Requirement: Pull out every line in the records below that contains the word "fresh", and copy each one in full.

Provided material:
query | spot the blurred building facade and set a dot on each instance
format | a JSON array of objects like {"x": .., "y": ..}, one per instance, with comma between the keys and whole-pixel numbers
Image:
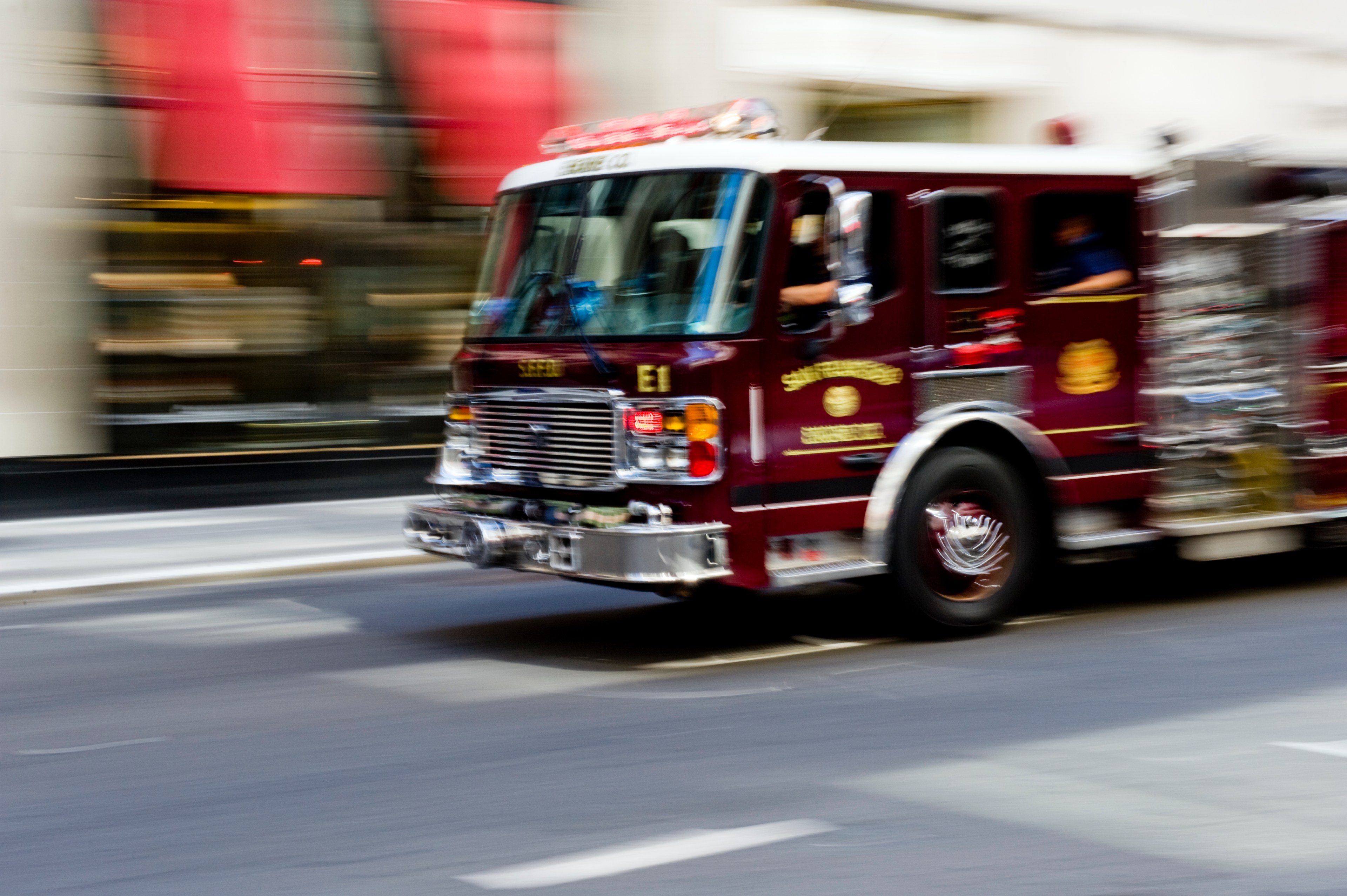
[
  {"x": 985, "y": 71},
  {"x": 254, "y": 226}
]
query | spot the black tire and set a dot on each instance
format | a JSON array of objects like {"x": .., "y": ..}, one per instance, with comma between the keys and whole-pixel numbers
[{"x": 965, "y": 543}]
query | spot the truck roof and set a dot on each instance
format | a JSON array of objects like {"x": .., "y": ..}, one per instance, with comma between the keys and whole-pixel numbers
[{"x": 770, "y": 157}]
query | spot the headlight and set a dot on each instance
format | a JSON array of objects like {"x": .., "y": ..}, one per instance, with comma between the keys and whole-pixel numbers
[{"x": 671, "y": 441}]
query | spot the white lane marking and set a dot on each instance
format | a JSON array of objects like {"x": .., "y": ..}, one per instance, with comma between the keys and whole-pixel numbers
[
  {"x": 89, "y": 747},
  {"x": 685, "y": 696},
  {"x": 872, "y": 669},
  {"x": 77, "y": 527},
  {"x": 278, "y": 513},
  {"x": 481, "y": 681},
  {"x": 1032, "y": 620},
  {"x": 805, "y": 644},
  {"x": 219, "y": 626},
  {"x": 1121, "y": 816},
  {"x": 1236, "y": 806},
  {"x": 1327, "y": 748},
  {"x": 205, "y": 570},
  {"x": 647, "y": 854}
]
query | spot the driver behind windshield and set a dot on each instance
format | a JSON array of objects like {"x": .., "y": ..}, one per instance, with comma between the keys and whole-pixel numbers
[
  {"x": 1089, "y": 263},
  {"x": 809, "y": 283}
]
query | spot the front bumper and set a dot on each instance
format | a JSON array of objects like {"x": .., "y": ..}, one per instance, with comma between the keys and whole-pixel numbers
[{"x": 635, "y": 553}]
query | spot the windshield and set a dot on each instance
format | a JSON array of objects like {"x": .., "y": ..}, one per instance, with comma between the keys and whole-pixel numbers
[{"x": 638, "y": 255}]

* * *

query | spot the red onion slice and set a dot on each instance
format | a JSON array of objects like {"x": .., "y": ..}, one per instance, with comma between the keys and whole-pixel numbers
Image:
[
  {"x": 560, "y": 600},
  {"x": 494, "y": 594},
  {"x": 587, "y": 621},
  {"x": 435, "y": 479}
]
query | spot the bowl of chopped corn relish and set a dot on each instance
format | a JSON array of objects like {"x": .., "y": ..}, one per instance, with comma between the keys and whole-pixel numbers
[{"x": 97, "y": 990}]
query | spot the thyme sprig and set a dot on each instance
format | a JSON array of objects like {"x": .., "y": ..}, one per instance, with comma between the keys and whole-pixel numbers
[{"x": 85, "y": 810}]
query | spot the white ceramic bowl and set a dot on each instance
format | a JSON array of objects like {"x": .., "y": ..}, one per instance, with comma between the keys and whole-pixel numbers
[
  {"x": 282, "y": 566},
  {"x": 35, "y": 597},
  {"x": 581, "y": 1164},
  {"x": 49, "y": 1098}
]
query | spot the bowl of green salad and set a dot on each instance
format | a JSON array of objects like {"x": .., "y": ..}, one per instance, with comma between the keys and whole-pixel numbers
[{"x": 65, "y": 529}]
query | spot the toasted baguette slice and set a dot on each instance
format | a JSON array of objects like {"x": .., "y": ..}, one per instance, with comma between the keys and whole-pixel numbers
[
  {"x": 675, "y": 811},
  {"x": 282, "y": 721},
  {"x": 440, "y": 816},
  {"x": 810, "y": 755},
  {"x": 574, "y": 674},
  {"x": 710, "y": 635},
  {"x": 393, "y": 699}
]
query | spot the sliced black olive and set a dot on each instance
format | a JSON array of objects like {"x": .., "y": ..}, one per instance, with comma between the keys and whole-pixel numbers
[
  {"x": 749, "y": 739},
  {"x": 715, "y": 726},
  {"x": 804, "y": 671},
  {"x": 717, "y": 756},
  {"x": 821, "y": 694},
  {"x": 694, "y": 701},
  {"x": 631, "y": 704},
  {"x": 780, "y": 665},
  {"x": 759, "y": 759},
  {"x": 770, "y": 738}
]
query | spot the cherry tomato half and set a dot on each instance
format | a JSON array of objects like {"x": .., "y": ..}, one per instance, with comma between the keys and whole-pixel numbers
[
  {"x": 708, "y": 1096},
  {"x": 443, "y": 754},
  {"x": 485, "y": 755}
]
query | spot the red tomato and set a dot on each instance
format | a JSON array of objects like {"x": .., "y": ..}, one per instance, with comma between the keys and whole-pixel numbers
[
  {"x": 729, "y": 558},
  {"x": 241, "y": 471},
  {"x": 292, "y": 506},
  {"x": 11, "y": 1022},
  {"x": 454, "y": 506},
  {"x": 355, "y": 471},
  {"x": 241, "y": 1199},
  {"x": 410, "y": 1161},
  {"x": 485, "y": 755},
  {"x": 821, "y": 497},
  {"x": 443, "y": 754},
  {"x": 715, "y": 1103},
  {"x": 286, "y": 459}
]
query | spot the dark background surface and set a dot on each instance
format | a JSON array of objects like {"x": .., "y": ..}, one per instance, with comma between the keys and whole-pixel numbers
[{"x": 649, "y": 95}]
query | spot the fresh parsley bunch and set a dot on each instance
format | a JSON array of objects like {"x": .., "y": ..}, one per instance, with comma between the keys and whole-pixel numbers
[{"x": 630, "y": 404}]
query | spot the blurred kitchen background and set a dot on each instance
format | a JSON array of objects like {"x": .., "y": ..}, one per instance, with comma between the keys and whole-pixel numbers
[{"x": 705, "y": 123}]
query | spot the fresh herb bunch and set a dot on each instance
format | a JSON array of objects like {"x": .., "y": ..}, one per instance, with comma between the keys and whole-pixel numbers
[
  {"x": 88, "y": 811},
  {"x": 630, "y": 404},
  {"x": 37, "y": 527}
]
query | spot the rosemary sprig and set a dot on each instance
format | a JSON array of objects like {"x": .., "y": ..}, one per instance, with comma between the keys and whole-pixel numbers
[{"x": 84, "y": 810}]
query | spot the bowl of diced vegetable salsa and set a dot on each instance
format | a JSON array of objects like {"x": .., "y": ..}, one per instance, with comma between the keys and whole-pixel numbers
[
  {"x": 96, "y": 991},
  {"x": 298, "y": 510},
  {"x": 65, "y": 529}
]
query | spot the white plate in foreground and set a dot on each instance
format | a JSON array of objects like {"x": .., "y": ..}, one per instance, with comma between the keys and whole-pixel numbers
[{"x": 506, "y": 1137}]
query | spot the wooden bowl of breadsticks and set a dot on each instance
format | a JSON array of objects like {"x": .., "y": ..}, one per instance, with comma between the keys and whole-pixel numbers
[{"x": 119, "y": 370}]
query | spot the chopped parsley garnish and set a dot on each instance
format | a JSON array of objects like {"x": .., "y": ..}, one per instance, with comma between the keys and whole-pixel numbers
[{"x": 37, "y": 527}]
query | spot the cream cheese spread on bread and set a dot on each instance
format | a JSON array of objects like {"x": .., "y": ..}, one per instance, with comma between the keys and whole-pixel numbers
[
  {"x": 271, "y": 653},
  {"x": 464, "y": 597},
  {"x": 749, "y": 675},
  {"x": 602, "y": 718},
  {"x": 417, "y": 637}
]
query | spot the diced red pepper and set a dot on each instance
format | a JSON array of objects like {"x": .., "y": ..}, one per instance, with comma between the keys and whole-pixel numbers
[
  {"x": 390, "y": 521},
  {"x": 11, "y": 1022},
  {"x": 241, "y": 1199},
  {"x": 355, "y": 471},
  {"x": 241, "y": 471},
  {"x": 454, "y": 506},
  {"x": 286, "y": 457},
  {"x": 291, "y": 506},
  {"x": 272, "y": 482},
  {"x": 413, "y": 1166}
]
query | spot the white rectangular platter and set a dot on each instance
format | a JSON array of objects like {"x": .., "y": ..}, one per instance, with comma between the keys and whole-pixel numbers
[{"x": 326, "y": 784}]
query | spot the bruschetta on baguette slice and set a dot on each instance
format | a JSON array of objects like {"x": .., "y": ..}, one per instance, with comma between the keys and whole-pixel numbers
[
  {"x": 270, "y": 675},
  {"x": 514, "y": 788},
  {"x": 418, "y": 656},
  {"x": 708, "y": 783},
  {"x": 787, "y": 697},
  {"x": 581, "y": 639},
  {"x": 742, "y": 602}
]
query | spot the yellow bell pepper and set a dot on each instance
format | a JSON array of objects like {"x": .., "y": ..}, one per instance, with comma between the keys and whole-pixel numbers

--

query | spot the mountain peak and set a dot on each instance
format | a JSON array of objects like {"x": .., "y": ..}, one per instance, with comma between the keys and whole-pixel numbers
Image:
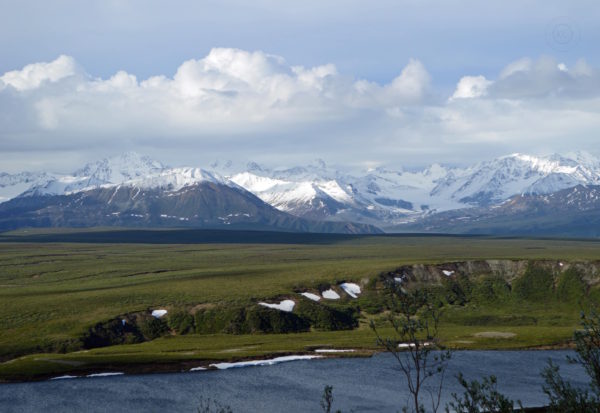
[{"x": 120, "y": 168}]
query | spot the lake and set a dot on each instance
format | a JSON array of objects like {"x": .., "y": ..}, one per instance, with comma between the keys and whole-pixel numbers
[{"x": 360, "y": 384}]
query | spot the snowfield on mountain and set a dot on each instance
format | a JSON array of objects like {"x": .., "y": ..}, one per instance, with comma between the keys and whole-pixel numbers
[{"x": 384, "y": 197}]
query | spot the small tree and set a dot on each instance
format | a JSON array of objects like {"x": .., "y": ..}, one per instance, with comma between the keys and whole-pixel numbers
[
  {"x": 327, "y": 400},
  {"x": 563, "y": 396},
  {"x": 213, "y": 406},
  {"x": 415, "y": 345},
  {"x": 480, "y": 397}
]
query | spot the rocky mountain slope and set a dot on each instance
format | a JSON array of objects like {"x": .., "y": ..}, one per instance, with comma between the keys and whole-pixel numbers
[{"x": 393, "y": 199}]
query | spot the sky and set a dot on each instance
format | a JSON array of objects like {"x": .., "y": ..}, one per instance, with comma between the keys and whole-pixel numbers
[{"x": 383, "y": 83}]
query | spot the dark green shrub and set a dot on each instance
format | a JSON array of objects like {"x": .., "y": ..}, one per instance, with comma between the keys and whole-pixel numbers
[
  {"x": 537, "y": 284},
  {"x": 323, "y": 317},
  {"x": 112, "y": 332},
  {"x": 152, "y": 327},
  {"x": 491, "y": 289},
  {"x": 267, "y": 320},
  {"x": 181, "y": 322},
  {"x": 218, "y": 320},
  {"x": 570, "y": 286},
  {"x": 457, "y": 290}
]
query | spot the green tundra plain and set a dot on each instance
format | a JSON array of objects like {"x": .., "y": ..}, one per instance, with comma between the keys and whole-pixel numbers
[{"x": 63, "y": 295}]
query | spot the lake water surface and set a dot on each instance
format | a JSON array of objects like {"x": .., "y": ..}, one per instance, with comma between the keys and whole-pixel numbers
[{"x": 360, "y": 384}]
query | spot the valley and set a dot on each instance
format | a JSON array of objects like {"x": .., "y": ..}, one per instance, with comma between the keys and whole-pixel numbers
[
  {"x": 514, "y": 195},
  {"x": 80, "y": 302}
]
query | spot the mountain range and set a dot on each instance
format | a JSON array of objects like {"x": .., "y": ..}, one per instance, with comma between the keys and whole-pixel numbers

Complete response:
query | spot the fresh parsley bunch and set a dot on each instance
query | spot the fresh herb bunch and set a dot on each instance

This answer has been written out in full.